■ GIVEN TASK:
Lines before the one containing "In this photo, point at the white canopy" are left out; copy that line and every later line through the end of the data exactly.

■ THE RECORDS:
# # #
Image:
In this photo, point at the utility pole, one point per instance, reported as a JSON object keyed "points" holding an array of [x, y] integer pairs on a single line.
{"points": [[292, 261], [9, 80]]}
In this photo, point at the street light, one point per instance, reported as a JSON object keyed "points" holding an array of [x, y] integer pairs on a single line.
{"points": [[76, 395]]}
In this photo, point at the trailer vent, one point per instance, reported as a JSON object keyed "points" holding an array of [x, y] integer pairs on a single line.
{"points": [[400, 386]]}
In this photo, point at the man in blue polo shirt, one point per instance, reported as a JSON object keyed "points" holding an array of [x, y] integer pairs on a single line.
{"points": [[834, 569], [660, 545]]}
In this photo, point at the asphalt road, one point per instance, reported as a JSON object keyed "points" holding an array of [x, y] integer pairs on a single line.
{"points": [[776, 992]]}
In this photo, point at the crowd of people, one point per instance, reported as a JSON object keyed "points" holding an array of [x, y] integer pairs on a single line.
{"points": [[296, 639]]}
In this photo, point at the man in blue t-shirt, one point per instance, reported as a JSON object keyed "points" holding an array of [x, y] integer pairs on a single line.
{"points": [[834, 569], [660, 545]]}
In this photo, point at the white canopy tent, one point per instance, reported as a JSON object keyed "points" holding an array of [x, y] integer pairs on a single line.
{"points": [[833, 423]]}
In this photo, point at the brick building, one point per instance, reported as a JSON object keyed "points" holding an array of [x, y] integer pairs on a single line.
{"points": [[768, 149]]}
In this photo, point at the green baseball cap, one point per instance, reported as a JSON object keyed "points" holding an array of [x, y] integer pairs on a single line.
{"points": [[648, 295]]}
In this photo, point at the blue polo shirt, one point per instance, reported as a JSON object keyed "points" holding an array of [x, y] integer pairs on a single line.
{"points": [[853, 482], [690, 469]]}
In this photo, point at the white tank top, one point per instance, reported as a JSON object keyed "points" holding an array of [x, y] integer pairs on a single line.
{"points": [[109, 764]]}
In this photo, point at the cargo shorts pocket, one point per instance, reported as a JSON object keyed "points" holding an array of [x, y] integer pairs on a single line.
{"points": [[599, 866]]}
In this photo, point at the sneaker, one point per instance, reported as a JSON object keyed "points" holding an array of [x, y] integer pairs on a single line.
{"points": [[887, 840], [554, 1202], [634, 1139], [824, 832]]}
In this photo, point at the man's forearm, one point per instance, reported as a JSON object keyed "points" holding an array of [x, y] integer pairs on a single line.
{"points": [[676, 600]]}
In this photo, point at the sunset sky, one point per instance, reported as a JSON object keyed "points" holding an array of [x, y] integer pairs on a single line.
# # #
■ REPLY:
In this photo, point at the white canopy tent, one point per instance, reported as a JSON object keyed "points" holding an array of [x, y] integer pairs on a single line.
{"points": [[833, 423]]}
In this photo, point at the brick building, one point per instance, reported as a JSON object keyed "points" holding an array of [x, y] integer pairs on a single line.
{"points": [[768, 149]]}
In this photo, point at the green baseball cap, one point per instance, reported as a JSON object keyed "points" holding an array of [x, y] integer pairs on a single line.
{"points": [[648, 295]]}
In this photo, point at the blue polo shirt, one point per instance, reported as a JSON object keyed "points" holding an array of [x, y] integer pairs on a single line.
{"points": [[853, 482], [690, 469]]}
In this photo, point at the white tank top, one point per instance, reported as a JSON object keyed "points" holding an array of [x, y] integer pairs on a single line.
{"points": [[109, 764]]}
In this photo, point at the cargo shorts pocket, one point per instance, reported as a JSON object keyed "points" holding an array of [x, y] integer pairs on a single line.
{"points": [[599, 866]]}
In this photo, point at the sneaker, one point per instance, reported as a JSON object keyed "points" holding an array of [x, y] integer pairs on a single line.
{"points": [[887, 840], [554, 1202], [634, 1139], [824, 832]]}
In this photo, point at the man's forearm, one point per instance, reported as a JSON object keyed "points" holding an array of [x, y] integer pairs on a single line.
{"points": [[676, 600]]}
In this photo, point at the sunset sky, one point per instance, reported as a JSON object keyed "points" holding an array of [x, y] integer pairs on a single line.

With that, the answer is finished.